EXERCISE BRIEF:
Recast all of the entries below as a single numbered list with one line per item, omitting blank lines.

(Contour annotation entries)
═══
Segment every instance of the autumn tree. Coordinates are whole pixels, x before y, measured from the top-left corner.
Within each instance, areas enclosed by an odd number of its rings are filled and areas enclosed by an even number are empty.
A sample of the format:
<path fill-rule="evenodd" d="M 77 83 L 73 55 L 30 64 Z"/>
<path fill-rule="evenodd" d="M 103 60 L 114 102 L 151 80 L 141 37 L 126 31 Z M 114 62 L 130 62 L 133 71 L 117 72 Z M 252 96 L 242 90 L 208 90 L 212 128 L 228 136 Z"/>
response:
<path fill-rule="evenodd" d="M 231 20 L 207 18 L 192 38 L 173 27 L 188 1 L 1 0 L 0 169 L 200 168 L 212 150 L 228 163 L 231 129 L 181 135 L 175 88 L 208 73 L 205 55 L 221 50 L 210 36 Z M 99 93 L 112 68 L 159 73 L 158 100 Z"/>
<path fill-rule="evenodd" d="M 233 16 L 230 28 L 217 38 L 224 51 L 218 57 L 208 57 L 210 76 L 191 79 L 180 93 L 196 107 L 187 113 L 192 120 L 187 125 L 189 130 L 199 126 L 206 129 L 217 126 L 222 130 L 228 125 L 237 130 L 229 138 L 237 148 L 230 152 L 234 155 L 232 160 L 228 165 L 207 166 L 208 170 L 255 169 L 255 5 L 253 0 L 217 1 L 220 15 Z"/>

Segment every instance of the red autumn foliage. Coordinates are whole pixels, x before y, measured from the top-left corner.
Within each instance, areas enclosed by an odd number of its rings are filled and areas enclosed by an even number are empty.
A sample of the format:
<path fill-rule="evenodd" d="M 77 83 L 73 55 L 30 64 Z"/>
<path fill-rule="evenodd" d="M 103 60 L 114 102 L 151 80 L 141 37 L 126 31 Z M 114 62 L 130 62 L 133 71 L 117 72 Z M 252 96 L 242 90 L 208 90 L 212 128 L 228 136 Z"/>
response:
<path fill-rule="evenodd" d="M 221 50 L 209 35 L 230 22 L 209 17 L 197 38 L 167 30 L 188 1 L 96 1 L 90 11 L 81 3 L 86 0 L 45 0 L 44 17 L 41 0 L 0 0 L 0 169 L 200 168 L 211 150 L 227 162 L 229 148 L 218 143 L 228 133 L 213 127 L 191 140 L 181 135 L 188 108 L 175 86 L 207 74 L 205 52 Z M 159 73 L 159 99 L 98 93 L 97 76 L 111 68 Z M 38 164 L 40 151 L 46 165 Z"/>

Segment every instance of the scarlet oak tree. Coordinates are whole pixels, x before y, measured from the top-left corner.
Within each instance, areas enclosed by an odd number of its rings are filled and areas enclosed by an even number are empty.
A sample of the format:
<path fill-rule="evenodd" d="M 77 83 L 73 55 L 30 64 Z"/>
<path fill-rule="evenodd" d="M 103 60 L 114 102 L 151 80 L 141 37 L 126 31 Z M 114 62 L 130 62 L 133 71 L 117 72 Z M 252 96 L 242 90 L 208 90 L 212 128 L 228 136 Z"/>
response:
═══
ANSWER TO THE TASK:
1. Segment every instance of the autumn tree. Coordinates are whole pixels, x before y, measured from the top-left corner.
2. Within each instance, areas enclosed by an odd number of its rings are filled and areas enclosed by an even number are empty.
3. A sample of the format:
4. <path fill-rule="evenodd" d="M 77 83 L 73 55 L 30 64 Z"/>
5. <path fill-rule="evenodd" d="M 103 60 L 114 102 L 151 80 L 141 37 L 126 31 Z M 114 62 L 130 62 L 133 71 L 117 72 Z M 252 96 L 242 90 L 208 90 L 212 128 L 228 136 Z"/>
6. response:
7. <path fill-rule="evenodd" d="M 231 20 L 207 18 L 192 38 L 173 27 L 188 1 L 1 0 L 0 169 L 200 168 L 212 150 L 228 163 L 231 129 L 181 135 L 175 88 L 208 73 L 205 55 L 221 50 L 210 36 Z M 99 93 L 112 68 L 159 73 L 158 100 Z"/>
8. <path fill-rule="evenodd" d="M 233 16 L 230 28 L 217 38 L 224 51 L 218 57 L 208 57 L 210 76 L 191 79 L 180 93 L 196 107 L 187 113 L 192 120 L 187 125 L 189 130 L 199 126 L 206 129 L 217 126 L 222 130 L 228 125 L 237 130 L 229 138 L 237 148 L 230 152 L 234 155 L 232 160 L 228 165 L 207 166 L 208 170 L 255 169 L 255 5 L 253 0 L 217 1 L 220 15 Z"/>
9. Segment every instance of the red autumn foliage. Coordinates are whole pixels, x before y, measured from the top-left corner.
10. Within each instance, areas enclosed by an odd number of its rings are filled and areas enclosed by an even number are empty.
11. A sample of the format:
12. <path fill-rule="evenodd" d="M 77 83 L 73 55 L 30 64 Z"/>
13. <path fill-rule="evenodd" d="M 103 60 L 114 102 L 151 80 L 141 37 L 126 31 Z M 114 62 L 130 62 L 133 71 L 117 72 Z M 252 96 L 242 90 L 208 90 L 212 128 L 228 136 Z"/>
14. response:
15. <path fill-rule="evenodd" d="M 221 50 L 209 35 L 230 22 L 209 17 L 197 38 L 167 30 L 188 1 L 96 1 L 90 11 L 81 3 L 86 0 L 45 0 L 44 17 L 41 0 L 0 0 L 0 169 L 200 168 L 211 150 L 227 162 L 229 148 L 218 143 L 228 133 L 213 127 L 191 140 L 181 135 L 188 108 L 175 86 L 207 74 L 205 52 Z M 159 73 L 159 99 L 98 93 L 97 76 L 111 68 Z M 38 164 L 40 151 L 46 165 Z"/>
16. Segment every instance of the scarlet oak tree. Coordinates are whole pixels, x before y, measured from the top-left corner.
17. Within each instance, areas enclosed by an odd number of its rings are filled and areas enclosed by an even number are empty.
18. A sample of the format:
19. <path fill-rule="evenodd" d="M 77 83 L 73 55 L 30 64 Z"/>
20. <path fill-rule="evenodd" d="M 103 60 L 114 102 L 151 80 L 141 37 L 126 31 Z M 114 62 L 130 62 L 133 71 L 117 72 Z M 252 96 L 242 90 L 208 90 L 212 128 L 228 136 Z"/>
21. response:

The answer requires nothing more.